* What to work on: Please report how many lines in the entries below contain the string "dome", treating uppercase and lowercase as different. Give only the number.

········

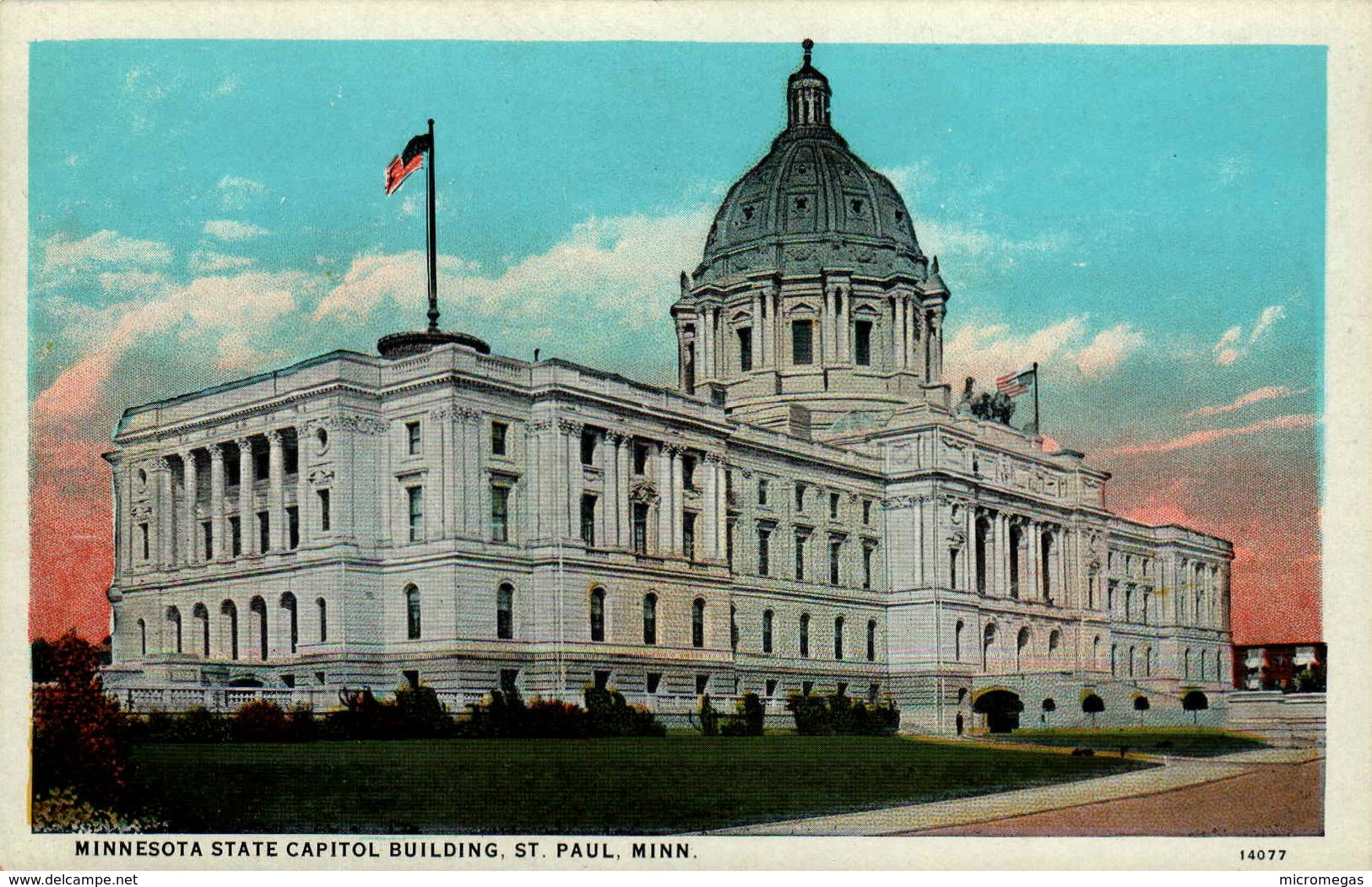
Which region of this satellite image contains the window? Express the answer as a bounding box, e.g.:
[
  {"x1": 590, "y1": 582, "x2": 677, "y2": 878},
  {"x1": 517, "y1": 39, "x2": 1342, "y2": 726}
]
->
[
  {"x1": 281, "y1": 591, "x2": 301, "y2": 654},
  {"x1": 682, "y1": 511, "x2": 696, "y2": 560},
  {"x1": 404, "y1": 487, "x2": 424, "y2": 542},
  {"x1": 582, "y1": 428, "x2": 599, "y2": 465},
  {"x1": 738, "y1": 327, "x2": 753, "y2": 373},
  {"x1": 854, "y1": 321, "x2": 871, "y2": 366},
  {"x1": 491, "y1": 484, "x2": 511, "y2": 542},
  {"x1": 496, "y1": 582, "x2": 514, "y2": 641},
  {"x1": 404, "y1": 586, "x2": 423, "y2": 641},
  {"x1": 582, "y1": 492, "x2": 595, "y2": 546},
  {"x1": 790, "y1": 321, "x2": 815, "y2": 366},
  {"x1": 591, "y1": 588, "x2": 605, "y2": 641},
  {"x1": 643, "y1": 593, "x2": 657, "y2": 644},
  {"x1": 632, "y1": 502, "x2": 648, "y2": 554}
]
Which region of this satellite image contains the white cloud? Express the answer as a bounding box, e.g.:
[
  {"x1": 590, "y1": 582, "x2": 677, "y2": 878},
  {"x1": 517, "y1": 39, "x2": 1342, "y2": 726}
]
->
[{"x1": 204, "y1": 219, "x2": 272, "y2": 240}]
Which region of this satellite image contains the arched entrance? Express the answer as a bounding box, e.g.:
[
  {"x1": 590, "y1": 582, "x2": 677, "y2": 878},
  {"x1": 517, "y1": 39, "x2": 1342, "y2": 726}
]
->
[{"x1": 972, "y1": 690, "x2": 1025, "y2": 733}]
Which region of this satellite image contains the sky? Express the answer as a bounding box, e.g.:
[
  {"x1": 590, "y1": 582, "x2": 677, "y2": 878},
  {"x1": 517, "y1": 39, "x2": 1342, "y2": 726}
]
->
[{"x1": 28, "y1": 41, "x2": 1326, "y2": 643}]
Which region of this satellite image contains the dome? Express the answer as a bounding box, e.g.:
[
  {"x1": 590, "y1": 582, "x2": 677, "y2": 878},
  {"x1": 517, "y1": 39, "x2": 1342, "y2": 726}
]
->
[{"x1": 693, "y1": 41, "x2": 925, "y2": 285}]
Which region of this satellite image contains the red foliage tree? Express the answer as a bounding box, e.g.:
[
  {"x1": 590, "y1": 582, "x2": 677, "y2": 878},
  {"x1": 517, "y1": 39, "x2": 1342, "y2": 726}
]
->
[{"x1": 33, "y1": 632, "x2": 127, "y2": 806}]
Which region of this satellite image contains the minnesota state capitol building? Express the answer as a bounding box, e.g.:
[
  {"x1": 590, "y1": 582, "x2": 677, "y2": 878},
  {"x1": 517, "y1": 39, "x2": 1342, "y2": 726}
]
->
[{"x1": 106, "y1": 44, "x2": 1232, "y2": 733}]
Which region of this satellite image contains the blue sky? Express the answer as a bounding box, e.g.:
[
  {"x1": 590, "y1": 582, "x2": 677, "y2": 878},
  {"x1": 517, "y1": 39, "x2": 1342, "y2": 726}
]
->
[{"x1": 29, "y1": 41, "x2": 1326, "y2": 641}]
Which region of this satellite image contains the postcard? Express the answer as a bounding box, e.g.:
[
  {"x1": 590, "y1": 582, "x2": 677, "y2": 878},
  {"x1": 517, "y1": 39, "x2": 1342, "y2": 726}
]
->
[{"x1": 0, "y1": 3, "x2": 1369, "y2": 872}]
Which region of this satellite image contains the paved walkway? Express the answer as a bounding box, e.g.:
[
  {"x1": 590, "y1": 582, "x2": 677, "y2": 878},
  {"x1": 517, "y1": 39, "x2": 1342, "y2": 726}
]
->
[{"x1": 709, "y1": 749, "x2": 1324, "y2": 835}]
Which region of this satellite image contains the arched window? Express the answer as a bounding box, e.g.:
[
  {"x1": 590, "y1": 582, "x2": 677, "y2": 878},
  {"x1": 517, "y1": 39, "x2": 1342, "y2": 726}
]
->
[
  {"x1": 643, "y1": 593, "x2": 657, "y2": 644},
  {"x1": 591, "y1": 588, "x2": 605, "y2": 641},
  {"x1": 281, "y1": 591, "x2": 301, "y2": 652},
  {"x1": 496, "y1": 582, "x2": 514, "y2": 641},
  {"x1": 404, "y1": 586, "x2": 423, "y2": 641},
  {"x1": 248, "y1": 597, "x2": 268, "y2": 663},
  {"x1": 191, "y1": 603, "x2": 210, "y2": 659},
  {"x1": 220, "y1": 600, "x2": 239, "y2": 659},
  {"x1": 167, "y1": 608, "x2": 182, "y2": 652}
]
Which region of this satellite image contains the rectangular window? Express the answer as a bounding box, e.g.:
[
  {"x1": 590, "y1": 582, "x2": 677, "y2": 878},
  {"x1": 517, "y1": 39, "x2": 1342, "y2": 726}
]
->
[
  {"x1": 404, "y1": 487, "x2": 424, "y2": 542},
  {"x1": 491, "y1": 484, "x2": 511, "y2": 542},
  {"x1": 790, "y1": 321, "x2": 815, "y2": 366},
  {"x1": 854, "y1": 321, "x2": 871, "y2": 366},
  {"x1": 582, "y1": 492, "x2": 595, "y2": 546},
  {"x1": 634, "y1": 502, "x2": 648, "y2": 554},
  {"x1": 682, "y1": 511, "x2": 696, "y2": 560},
  {"x1": 738, "y1": 327, "x2": 753, "y2": 373}
]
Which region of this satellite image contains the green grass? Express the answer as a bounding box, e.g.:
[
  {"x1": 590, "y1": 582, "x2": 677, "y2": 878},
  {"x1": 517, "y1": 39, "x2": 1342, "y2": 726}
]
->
[
  {"x1": 130, "y1": 736, "x2": 1144, "y2": 834},
  {"x1": 1001, "y1": 727, "x2": 1268, "y2": 758}
]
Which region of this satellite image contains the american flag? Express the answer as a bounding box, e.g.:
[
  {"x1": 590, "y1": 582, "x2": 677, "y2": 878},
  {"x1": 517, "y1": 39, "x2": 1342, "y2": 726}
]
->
[{"x1": 996, "y1": 367, "x2": 1038, "y2": 398}]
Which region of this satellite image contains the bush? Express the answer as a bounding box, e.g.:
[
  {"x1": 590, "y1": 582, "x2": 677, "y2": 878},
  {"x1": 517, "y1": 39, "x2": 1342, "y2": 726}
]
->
[
  {"x1": 33, "y1": 632, "x2": 129, "y2": 808},
  {"x1": 786, "y1": 694, "x2": 900, "y2": 736}
]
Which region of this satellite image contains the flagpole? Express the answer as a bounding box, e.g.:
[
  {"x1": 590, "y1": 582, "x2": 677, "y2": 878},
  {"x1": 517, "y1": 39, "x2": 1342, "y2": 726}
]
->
[{"x1": 428, "y1": 116, "x2": 439, "y2": 333}]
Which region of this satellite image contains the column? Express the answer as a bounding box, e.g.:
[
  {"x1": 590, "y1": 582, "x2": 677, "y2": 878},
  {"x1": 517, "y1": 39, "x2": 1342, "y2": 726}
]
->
[
  {"x1": 154, "y1": 455, "x2": 176, "y2": 571},
  {"x1": 209, "y1": 444, "x2": 229, "y2": 560},
  {"x1": 266, "y1": 428, "x2": 285, "y2": 551},
  {"x1": 182, "y1": 450, "x2": 200, "y2": 565},
  {"x1": 233, "y1": 437, "x2": 256, "y2": 555}
]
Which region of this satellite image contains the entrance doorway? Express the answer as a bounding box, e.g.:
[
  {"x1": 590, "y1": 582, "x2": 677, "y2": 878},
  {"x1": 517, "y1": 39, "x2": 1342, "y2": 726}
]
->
[{"x1": 972, "y1": 690, "x2": 1025, "y2": 733}]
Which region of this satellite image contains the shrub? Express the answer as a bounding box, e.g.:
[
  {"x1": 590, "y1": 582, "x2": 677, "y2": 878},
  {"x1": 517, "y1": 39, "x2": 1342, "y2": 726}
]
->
[{"x1": 33, "y1": 632, "x2": 129, "y2": 808}]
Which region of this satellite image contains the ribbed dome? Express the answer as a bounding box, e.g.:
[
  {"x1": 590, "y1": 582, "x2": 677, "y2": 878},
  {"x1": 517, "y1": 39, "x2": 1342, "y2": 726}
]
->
[{"x1": 694, "y1": 46, "x2": 925, "y2": 284}]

········

* Solution to this task: 2